Please write out the material that follows, exactly as it stands.
## Start
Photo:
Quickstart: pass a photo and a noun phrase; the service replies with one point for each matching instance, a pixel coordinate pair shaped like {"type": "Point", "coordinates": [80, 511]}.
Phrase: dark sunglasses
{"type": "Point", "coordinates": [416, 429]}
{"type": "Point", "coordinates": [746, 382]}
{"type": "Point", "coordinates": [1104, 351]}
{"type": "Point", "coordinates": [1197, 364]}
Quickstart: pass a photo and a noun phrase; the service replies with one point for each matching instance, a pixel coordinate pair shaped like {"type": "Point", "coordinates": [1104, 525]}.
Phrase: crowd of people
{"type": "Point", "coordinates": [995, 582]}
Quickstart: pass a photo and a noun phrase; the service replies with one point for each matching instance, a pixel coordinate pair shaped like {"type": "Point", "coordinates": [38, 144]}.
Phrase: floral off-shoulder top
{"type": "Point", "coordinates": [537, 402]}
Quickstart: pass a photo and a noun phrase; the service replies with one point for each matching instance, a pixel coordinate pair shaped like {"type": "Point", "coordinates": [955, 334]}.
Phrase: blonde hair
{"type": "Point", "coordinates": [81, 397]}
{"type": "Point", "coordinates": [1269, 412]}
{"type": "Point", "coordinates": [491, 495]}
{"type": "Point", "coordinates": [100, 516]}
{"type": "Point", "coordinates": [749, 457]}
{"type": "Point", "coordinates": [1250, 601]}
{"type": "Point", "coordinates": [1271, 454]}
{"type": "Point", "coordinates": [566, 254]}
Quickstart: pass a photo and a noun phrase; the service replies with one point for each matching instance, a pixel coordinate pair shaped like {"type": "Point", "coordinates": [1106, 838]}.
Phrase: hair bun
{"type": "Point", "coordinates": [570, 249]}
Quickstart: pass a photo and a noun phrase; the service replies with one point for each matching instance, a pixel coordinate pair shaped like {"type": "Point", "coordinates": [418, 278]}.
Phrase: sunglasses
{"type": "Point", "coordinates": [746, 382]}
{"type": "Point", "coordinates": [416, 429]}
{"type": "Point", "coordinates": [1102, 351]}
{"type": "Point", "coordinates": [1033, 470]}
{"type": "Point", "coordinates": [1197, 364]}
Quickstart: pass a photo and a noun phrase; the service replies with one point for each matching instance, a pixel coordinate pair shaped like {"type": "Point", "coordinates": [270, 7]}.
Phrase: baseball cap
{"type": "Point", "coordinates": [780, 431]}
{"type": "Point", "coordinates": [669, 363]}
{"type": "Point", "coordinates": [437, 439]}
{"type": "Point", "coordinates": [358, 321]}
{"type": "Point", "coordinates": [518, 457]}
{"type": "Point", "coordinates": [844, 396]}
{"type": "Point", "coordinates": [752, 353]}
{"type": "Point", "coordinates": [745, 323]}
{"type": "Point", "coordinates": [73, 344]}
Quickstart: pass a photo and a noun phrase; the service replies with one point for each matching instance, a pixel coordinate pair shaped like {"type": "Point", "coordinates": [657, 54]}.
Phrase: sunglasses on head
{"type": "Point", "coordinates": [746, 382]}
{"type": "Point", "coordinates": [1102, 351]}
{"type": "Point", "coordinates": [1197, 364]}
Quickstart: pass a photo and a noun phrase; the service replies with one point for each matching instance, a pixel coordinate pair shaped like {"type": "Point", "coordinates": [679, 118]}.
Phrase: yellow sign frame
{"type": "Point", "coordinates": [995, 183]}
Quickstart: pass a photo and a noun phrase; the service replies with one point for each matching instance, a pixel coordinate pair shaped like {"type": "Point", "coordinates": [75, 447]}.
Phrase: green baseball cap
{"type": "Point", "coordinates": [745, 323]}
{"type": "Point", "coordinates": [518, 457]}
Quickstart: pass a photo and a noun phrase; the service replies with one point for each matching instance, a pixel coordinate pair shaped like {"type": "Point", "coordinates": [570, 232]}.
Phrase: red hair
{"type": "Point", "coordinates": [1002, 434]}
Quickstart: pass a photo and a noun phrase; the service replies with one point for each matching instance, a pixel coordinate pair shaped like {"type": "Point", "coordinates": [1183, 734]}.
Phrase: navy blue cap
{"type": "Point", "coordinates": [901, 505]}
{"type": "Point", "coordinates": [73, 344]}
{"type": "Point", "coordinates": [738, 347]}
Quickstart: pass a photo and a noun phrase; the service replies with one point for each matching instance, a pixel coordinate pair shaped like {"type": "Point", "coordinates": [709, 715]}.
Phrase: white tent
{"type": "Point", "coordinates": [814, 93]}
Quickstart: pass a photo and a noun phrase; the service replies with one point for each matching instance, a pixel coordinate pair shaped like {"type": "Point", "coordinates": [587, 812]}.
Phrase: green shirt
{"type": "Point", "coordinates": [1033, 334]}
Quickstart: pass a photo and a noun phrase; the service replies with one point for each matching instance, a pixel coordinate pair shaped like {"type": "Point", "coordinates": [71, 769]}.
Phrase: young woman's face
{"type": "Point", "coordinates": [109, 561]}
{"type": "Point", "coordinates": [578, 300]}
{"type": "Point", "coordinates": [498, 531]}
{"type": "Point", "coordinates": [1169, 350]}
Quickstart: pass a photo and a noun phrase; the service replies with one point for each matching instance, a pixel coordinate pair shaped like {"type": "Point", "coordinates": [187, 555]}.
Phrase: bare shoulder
## End
▶ [SOLUTION FOR THIS PROBLEM]
Photo:
Quickstart: pass a photo and a noun phrase; the service replies with one point for each matching instance, a pixel coordinate pair shaped like {"type": "Point", "coordinates": [80, 511]}.
Phrase: dark sunglasses
{"type": "Point", "coordinates": [416, 429]}
{"type": "Point", "coordinates": [746, 382]}
{"type": "Point", "coordinates": [1104, 351]}
{"type": "Point", "coordinates": [1197, 364]}
Quickstart: pass a photo and a noun phrase; the service replies with one point for each matching instance, a pixel coordinate pair shaped like {"type": "Point", "coordinates": [1104, 525]}.
Phrase: crowd of people
{"type": "Point", "coordinates": [995, 582]}
Quickstart: pass a photo and a noun phrase; the service replies with one point for each matching instance, a pixel coordinate pair shaped like {"type": "Point", "coordinates": [38, 144]}.
Phrase: floral off-shoulder top
{"type": "Point", "coordinates": [537, 402]}
Quickstart: pass a photo and a noun phrase; the service replies with one point for each matching instance, a pixel coordinate pair shaped like {"type": "Point", "coordinates": [955, 334]}.
Phrase: blonde hair
{"type": "Point", "coordinates": [81, 397]}
{"type": "Point", "coordinates": [1269, 412]}
{"type": "Point", "coordinates": [491, 495]}
{"type": "Point", "coordinates": [100, 516]}
{"type": "Point", "coordinates": [749, 457]}
{"type": "Point", "coordinates": [1250, 601]}
{"type": "Point", "coordinates": [1271, 454]}
{"type": "Point", "coordinates": [566, 254]}
Quickstart: pass a photo and a noun phrase; the service replies with one point for each matching instance, a pixel coordinate pair shaped like {"type": "Point", "coordinates": [1106, 838]}.
Phrase: hair bun
{"type": "Point", "coordinates": [570, 249]}
Quickstart: pass a photo and a noun phrase; the service replies with one point for each matching instance, a pixel coordinate pair shaped like {"type": "Point", "coordinates": [418, 278]}.
Phrase: sunglasses
{"type": "Point", "coordinates": [746, 382]}
{"type": "Point", "coordinates": [416, 429]}
{"type": "Point", "coordinates": [1102, 351]}
{"type": "Point", "coordinates": [1033, 470]}
{"type": "Point", "coordinates": [1197, 364]}
Quickstart: pass a photo and a noun phrase; the service replies with one point for each matching instance, a pixel coordinate pair shaped like {"type": "Point", "coordinates": [270, 7]}.
Phrase: baseball cap
{"type": "Point", "coordinates": [780, 431]}
{"type": "Point", "coordinates": [669, 363]}
{"type": "Point", "coordinates": [437, 439]}
{"type": "Point", "coordinates": [358, 321]}
{"type": "Point", "coordinates": [518, 457]}
{"type": "Point", "coordinates": [844, 396]}
{"type": "Point", "coordinates": [752, 353]}
{"type": "Point", "coordinates": [745, 323]}
{"type": "Point", "coordinates": [73, 344]}
Quickstart: pass a photo and a noun phrase; the service replies with one point for each matching instance, a pixel coordinate pair shaped like {"type": "Point", "coordinates": [657, 54]}.
Phrase: sunglasses on head
{"type": "Point", "coordinates": [746, 382]}
{"type": "Point", "coordinates": [1102, 351]}
{"type": "Point", "coordinates": [1197, 364]}
Quickstart: pass a photo and a noun phrase; the service replies with one point for each matching instance, a pixel coordinate pair shaped like {"type": "Point", "coordinates": [679, 118]}.
Phrase: yellow sign frame
{"type": "Point", "coordinates": [995, 183]}
Quickstart: pass a photo and a noun phrase; the service replies with one point for each matching instance, a pixel coordinate pair shaped like {"type": "Point", "coordinates": [75, 447]}.
Phrase: green baseball cap
{"type": "Point", "coordinates": [745, 323]}
{"type": "Point", "coordinates": [518, 457]}
Quickstart: pass a photo and a noun phrase; the service replies with one point for each matching instance, a pixel coordinate pair shaped like {"type": "Point", "coordinates": [570, 232]}.
Phrase: red hair
{"type": "Point", "coordinates": [1002, 434]}
Quickstart: pass a photo and a noun phrase; the service replies with one point for each matching instance, a pixel coordinate pair shaped like {"type": "Point", "coordinates": [1183, 734]}.
Phrase: navy blue cap
{"type": "Point", "coordinates": [901, 505]}
{"type": "Point", "coordinates": [73, 344]}
{"type": "Point", "coordinates": [738, 347]}
Quickstart: pass a photo and a noun phrase; the service replies with one point for each matching instance, a pixel coordinate pair shaped like {"type": "Point", "coordinates": [709, 715]}.
Phrase: white tent
{"type": "Point", "coordinates": [814, 93]}
Quickstart: pass a photo and a noun phrase; the service replies with one point for each matching instance, a pixel coordinate pair shaped like {"type": "Point", "coordinates": [587, 812]}.
Phrase: green shirt
{"type": "Point", "coordinates": [1033, 334]}
Quickstart: pass a photo and a noun phrase; the service replies with one point for each matching instance, a pixel coordinate pair shaped like {"type": "Point", "coordinates": [71, 769]}.
Phrase: young woman's face
{"type": "Point", "coordinates": [109, 561]}
{"type": "Point", "coordinates": [578, 300]}
{"type": "Point", "coordinates": [498, 531]}
{"type": "Point", "coordinates": [1169, 350]}
Quickstart: pass a photo and a noun phrase; the service replies with one point for each matching instance, a pixel coordinate pair shaped like {"type": "Point", "coordinates": [187, 555]}.
Phrase: bare shoulder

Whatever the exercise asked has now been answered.